#### ACTION ITEM
From the text on RAG versus fine-tuning, pull out the stretch that starts at the words "1. Knowledge changes" and ends after "knowing your stuff).". Copy it word for word.

Consistent format/tone/structure at scale without re-explaining it every prompt.

Specialized judgment that's hard to express as retrievable documents.
Shorter prompts at inference (the behavior is internalized), which can cut per-call cost at high volume.

The catch: every time the requirement changes, you curate data and retrain again. Data prep is the real cost, not the GPU time.

The decision checklist

Run down this list; stop at the first strong signal.

  1. Knowledge changes often? → RAG. Retraining on every doc update is masochism.
  2. Need source-cited / auditable answers? → RAG. Fine-tuned weights can't tell you why.
  3. The model keeps getting the format/tone/judgment wrong, not the facts? → Fine-tuning.
  4. Have a few hundred clean labeled examples? Required for fine-tuning. If not, RAG is the faster start.
  5. Still unsure? → Start with RAG. It's cheaper to build, easier to debug, and solves the most common failure (the model not knowing your stuff).

And the part most posts skip: they're not mutually exclusive. Mature systems fine-tune for behavior and bolt RAG on top for fresh facts. "RAG vs Fine-Tuning" is increasingly "RAG and Fine-Tuning."

Gotchas I've hit

  • Chunking quietly decides your accuracy. Bad chunk boundaries (splitting a table mid-row, 2000-token mega-chunks) wreck retrieval before the model ever sees the question. Tune chunk size and overlap before you blame the LLM.

  • RAG is not plug-and-play. "Retrieved the wrong context → confidently wrong answer" is the #1 RAG failure mode. Add an eval set early.

  • Fine-tuning a knowledge problem is the classic expensive mistake. If the fix is "teach it our current pricing," fine-tuning is slow, costly, and goes stale. Use RAG.

  • No eval = no progress. Build a small labeled test set before launch. Without it you're tuning blind and "it feels better" becomes your only metric.

  • Garbage in, confident garbage out. Both approaches amplify whatever you feed them. Clean the data first.

Difference Between RAG vs Fine-Tuning

RAG

  • Fixes: knowledge gaps
  • Update knowledge: edit a document, no retraining
  • Traceable answers: yes - you know which chunk produced them
  • Upfront cost: lower
  • Best start for most teams: yes

Fine-Tuning

  • Fixes: behavior gaps
  • Update knowledge: retrain
  • Traceable answers: no
  • Upfront cost: higher (data prep is the real cost)

#### ENTRIES SHOWN
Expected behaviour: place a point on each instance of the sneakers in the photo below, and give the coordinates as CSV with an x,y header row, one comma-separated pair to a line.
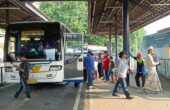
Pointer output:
x,y
115,95
26,99
129,97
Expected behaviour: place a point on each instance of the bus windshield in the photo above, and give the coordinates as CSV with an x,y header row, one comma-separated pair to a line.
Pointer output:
x,y
35,44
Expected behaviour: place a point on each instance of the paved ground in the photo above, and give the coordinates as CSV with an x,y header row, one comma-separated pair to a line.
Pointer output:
x,y
44,97
101,98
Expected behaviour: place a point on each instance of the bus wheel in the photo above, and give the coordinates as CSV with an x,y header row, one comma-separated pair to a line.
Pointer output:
x,y
76,84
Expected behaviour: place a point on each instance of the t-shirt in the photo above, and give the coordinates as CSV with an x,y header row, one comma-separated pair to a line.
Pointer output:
x,y
106,63
26,67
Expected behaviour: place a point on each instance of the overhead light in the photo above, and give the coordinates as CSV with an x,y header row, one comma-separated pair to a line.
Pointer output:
x,y
163,4
9,8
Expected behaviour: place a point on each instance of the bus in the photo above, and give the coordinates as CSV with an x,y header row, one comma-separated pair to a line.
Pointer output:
x,y
45,46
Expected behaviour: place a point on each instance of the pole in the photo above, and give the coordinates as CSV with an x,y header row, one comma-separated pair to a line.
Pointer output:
x,y
126,31
116,43
110,40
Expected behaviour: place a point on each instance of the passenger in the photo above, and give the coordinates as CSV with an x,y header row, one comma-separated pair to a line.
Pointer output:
x,y
47,46
25,48
106,62
111,71
100,65
140,72
152,81
95,68
90,69
121,72
84,72
24,76
40,47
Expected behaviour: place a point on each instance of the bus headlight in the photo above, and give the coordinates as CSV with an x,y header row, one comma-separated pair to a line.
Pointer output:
x,y
8,69
55,68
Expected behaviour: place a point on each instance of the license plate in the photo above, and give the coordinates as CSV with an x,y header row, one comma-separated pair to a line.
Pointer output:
x,y
32,81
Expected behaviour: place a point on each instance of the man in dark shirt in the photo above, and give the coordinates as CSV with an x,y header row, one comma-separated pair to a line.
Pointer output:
x,y
24,76
140,64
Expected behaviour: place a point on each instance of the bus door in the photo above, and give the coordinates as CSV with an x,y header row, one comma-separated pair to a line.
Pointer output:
x,y
73,55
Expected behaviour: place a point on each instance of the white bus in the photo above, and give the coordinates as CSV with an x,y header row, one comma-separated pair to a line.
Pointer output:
x,y
43,44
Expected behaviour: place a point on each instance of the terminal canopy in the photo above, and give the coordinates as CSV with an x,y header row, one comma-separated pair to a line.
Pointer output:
x,y
16,11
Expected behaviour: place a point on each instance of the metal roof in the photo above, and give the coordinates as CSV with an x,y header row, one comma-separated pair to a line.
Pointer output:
x,y
18,11
141,13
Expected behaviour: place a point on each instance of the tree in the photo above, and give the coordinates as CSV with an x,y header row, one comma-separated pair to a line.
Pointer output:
x,y
74,15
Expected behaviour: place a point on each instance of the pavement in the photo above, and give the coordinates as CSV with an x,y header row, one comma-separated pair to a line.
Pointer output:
x,y
101,98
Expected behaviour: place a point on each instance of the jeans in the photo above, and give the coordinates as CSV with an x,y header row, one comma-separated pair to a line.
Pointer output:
x,y
100,70
122,82
84,75
138,75
107,75
24,85
90,74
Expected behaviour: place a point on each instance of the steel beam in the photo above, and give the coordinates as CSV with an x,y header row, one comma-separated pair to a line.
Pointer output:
x,y
126,31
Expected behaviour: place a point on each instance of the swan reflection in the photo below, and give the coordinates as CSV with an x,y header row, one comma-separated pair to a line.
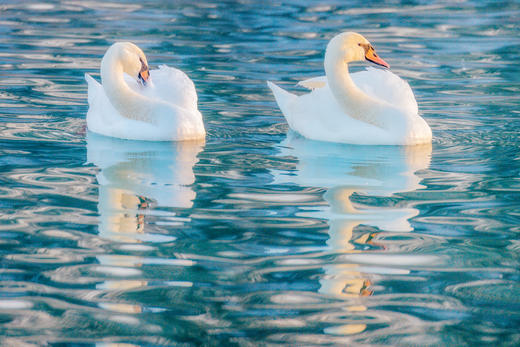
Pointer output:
x,y
348,173
134,178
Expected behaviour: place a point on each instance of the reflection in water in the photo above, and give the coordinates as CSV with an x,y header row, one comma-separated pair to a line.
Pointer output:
x,y
134,177
137,175
348,172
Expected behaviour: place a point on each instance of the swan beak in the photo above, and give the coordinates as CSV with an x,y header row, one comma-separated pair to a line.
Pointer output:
x,y
374,58
143,76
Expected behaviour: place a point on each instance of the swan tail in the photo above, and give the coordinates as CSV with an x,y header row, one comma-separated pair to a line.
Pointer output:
x,y
93,87
314,83
284,99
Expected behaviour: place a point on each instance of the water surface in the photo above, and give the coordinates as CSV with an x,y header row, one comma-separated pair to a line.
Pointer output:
x,y
258,236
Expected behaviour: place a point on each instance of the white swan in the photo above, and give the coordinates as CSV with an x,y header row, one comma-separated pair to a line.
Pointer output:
x,y
137,104
372,107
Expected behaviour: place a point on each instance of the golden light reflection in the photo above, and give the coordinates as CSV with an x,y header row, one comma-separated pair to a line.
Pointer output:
x,y
346,172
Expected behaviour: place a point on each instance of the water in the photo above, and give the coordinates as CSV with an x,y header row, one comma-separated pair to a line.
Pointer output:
x,y
258,236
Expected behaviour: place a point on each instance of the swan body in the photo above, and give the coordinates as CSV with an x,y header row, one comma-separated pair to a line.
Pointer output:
x,y
372,107
137,104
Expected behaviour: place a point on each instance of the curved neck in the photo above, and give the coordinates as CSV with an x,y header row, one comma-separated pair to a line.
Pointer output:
x,y
354,102
129,103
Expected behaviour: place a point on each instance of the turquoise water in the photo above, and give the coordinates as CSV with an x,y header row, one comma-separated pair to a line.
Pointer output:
x,y
257,236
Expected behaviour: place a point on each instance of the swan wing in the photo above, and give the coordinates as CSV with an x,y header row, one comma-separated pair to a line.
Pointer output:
x,y
381,84
173,86
385,85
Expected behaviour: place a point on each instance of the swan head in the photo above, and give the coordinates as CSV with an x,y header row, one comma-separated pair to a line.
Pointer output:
x,y
131,59
349,46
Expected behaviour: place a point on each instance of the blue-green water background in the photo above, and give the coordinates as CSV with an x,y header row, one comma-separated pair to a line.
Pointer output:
x,y
258,237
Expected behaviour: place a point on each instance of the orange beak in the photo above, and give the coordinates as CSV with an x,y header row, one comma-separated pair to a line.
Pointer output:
x,y
371,56
144,75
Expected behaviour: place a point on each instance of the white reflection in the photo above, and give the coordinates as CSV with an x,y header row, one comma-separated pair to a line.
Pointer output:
x,y
134,177
345,171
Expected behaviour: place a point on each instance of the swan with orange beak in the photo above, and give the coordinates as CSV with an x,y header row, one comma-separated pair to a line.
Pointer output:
x,y
371,107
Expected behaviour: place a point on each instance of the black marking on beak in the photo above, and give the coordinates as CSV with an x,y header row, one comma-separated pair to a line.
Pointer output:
x,y
144,73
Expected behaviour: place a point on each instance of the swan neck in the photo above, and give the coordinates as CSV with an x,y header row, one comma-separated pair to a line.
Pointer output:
x,y
354,102
129,103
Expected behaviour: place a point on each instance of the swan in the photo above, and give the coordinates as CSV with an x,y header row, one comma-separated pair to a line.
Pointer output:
x,y
135,103
372,107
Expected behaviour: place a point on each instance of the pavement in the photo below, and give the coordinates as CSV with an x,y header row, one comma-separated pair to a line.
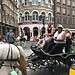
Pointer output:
x,y
28,52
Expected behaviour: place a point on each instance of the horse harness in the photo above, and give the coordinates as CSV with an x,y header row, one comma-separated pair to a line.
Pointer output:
x,y
7,58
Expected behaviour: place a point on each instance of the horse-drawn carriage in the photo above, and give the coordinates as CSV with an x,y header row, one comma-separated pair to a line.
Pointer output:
x,y
11,57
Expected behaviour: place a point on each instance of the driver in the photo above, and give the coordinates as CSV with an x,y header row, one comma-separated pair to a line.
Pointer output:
x,y
59,40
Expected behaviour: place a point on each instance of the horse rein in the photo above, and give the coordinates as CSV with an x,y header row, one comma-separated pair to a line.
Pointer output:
x,y
7,59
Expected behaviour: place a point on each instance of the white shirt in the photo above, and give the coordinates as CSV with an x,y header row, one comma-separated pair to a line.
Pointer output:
x,y
60,36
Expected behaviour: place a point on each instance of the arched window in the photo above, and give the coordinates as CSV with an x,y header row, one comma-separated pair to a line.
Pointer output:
x,y
43,15
49,17
20,17
35,15
26,2
26,16
34,2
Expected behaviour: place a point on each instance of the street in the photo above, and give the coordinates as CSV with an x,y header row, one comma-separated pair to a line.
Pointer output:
x,y
28,51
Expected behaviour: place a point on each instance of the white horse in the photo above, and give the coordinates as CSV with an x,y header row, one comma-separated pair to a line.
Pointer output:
x,y
10,51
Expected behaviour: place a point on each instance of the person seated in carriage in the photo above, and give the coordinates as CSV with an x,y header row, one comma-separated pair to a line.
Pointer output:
x,y
56,43
61,39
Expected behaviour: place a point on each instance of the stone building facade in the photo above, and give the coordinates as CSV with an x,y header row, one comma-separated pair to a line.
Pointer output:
x,y
65,13
8,16
35,14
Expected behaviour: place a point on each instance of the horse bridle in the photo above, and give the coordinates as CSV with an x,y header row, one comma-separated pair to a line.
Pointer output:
x,y
7,58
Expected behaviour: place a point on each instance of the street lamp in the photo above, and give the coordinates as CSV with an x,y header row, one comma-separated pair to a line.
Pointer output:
x,y
54,9
43,22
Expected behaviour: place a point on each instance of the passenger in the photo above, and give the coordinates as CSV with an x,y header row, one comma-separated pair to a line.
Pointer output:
x,y
50,30
68,40
59,41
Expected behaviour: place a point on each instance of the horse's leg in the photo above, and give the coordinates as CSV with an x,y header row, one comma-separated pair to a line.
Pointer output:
x,y
24,72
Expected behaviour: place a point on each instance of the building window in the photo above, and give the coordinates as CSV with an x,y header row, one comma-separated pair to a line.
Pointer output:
x,y
68,20
58,0
22,19
64,20
58,19
26,16
73,12
73,20
49,17
68,10
43,15
73,3
68,2
34,2
20,15
58,9
26,2
63,10
35,15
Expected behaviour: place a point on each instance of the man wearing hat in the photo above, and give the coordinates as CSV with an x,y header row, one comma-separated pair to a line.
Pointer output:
x,y
59,40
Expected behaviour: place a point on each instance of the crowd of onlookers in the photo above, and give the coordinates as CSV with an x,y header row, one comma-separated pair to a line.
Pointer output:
x,y
52,41
56,39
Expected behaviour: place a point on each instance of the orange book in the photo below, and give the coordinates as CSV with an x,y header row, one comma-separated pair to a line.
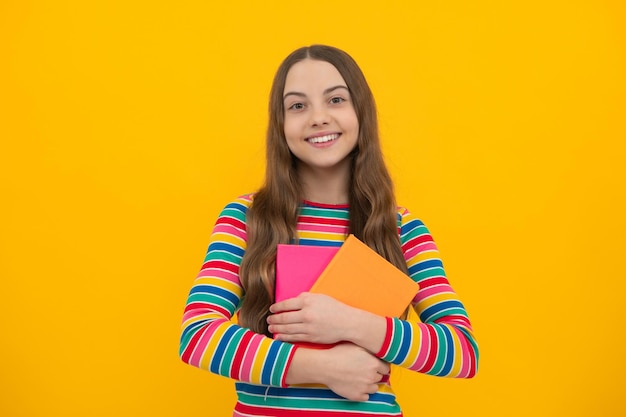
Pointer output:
x,y
360,277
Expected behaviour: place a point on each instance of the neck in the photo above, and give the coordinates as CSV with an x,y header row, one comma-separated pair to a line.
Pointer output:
x,y
327,186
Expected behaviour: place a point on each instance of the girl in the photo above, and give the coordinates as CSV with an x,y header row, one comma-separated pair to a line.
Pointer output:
x,y
325,178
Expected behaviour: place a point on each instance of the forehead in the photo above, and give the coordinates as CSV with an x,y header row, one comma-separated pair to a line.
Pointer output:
x,y
311,76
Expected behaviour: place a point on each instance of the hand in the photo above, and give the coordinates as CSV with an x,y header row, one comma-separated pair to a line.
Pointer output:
x,y
314,318
352,372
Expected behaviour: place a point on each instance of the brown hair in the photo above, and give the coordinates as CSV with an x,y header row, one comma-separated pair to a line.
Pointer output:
x,y
272,217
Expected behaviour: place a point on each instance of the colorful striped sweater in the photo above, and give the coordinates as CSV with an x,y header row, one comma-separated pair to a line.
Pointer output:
x,y
440,343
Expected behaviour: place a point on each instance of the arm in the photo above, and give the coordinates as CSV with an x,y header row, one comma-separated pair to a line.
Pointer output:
x,y
209,339
443,343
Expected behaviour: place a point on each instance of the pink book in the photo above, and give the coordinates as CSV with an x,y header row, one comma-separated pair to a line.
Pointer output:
x,y
297,269
298,266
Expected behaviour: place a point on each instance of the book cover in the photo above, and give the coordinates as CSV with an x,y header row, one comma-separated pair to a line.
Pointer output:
x,y
358,276
298,267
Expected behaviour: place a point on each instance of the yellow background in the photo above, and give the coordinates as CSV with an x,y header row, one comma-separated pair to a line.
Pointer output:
x,y
127,125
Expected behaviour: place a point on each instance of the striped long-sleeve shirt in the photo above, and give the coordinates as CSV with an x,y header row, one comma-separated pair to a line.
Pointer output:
x,y
440,343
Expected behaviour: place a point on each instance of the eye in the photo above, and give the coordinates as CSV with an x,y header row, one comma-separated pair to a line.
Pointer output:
x,y
296,106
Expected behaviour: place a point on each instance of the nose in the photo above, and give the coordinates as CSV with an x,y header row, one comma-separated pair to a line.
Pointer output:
x,y
319,116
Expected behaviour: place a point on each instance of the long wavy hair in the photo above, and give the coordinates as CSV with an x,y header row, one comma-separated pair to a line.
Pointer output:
x,y
272,216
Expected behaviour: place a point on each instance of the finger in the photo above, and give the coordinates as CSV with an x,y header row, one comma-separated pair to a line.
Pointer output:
x,y
384,368
292,338
294,328
288,317
373,389
289,304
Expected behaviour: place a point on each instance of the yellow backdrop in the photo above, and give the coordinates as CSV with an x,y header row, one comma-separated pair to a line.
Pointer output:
x,y
127,125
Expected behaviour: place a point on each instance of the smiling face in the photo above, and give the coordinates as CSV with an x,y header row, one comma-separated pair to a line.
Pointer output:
x,y
321,126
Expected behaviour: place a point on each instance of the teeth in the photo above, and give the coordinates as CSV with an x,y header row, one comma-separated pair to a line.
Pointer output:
x,y
323,139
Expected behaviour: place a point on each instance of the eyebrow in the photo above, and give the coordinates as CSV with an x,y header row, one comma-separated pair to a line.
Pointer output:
x,y
327,91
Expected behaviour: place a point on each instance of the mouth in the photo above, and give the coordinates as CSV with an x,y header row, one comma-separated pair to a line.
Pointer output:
x,y
323,139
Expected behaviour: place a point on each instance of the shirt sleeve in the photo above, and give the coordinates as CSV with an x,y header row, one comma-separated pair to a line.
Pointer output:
x,y
210,340
441,342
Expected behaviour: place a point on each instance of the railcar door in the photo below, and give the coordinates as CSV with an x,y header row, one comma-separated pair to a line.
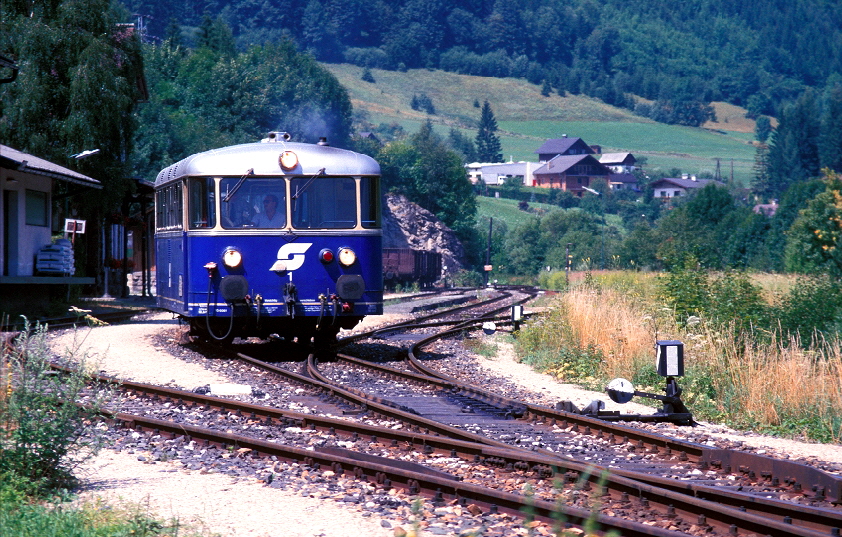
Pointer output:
x,y
170,251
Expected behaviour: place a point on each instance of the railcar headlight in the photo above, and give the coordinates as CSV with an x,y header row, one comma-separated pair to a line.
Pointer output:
x,y
232,258
288,160
347,257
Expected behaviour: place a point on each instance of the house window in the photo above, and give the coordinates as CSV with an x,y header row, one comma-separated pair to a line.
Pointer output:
x,y
37,210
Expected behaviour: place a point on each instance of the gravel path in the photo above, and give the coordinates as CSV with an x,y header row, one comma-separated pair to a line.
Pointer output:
x,y
221,505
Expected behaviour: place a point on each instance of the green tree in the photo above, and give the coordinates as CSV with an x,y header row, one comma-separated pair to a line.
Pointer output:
x,y
830,139
793,150
77,90
814,241
762,128
425,170
204,99
216,35
487,141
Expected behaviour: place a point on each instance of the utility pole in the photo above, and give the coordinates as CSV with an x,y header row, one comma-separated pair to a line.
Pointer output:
x,y
567,264
487,266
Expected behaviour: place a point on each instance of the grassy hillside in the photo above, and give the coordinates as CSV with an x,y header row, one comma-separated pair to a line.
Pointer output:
x,y
526,119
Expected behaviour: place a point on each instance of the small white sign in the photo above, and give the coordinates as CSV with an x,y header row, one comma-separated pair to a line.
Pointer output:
x,y
74,226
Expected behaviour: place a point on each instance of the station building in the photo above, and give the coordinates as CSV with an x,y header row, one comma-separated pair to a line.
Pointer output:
x,y
34,267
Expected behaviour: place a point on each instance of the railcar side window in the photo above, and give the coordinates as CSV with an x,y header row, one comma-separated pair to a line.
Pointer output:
x,y
370,202
202,204
253,203
324,203
168,208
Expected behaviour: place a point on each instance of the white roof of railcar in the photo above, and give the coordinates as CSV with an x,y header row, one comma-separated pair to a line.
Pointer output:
x,y
237,160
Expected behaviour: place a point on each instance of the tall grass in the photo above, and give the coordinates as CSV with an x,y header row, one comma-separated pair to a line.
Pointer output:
x,y
608,328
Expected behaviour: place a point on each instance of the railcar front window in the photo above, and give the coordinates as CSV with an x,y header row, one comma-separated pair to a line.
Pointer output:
x,y
370,202
202,204
256,203
324,203
168,207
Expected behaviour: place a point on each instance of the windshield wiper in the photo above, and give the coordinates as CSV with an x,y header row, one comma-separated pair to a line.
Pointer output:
x,y
234,190
303,188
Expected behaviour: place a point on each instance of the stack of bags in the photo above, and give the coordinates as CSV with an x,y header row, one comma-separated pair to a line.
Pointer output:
x,y
56,258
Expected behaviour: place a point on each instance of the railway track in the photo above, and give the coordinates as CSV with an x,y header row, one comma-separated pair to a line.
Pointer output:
x,y
714,505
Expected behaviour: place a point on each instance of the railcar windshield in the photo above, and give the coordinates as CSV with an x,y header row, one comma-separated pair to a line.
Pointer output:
x,y
256,203
370,202
324,202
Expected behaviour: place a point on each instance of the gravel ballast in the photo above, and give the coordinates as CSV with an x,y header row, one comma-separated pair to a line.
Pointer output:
x,y
237,507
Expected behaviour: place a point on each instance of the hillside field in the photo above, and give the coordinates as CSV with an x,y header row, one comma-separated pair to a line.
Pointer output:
x,y
526,119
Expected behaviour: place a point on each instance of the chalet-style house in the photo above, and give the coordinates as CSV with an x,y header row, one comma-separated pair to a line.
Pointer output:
x,y
673,188
568,164
563,163
766,209
498,173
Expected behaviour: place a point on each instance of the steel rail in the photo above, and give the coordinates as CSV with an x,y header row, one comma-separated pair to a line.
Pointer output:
x,y
671,496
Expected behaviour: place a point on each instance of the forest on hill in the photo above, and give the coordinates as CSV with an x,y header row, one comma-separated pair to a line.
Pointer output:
x,y
666,60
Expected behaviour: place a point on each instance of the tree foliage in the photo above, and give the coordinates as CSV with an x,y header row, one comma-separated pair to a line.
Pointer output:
x,y
206,98
77,88
679,57
813,242
487,141
428,172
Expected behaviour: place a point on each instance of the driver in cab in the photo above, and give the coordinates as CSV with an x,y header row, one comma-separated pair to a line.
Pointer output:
x,y
270,216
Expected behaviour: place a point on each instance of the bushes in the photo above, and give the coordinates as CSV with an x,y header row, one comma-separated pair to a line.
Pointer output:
x,y
43,435
812,304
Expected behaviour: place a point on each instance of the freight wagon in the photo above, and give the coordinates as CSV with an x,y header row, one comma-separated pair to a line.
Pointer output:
x,y
405,265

#### ANSWER
1. Knowledge changes often? → RAG. Retraining on every doc update is masochism.
  2. Need source-cited / auditable answers? → RAG. Fine-tuned weights can't tell you why.
  3. The model keeps getting the format/tone/judgment wrong, not the facts? → Fine-tuning.
  4. Have a few hundred clean labeled examples? Required for fine-tuning. If not, RAG is the faster start.
  5. Still unsure? → Start with RAG. It's cheaper to build, easier to debug, and solves the most common failure (the model not knowing your stuff).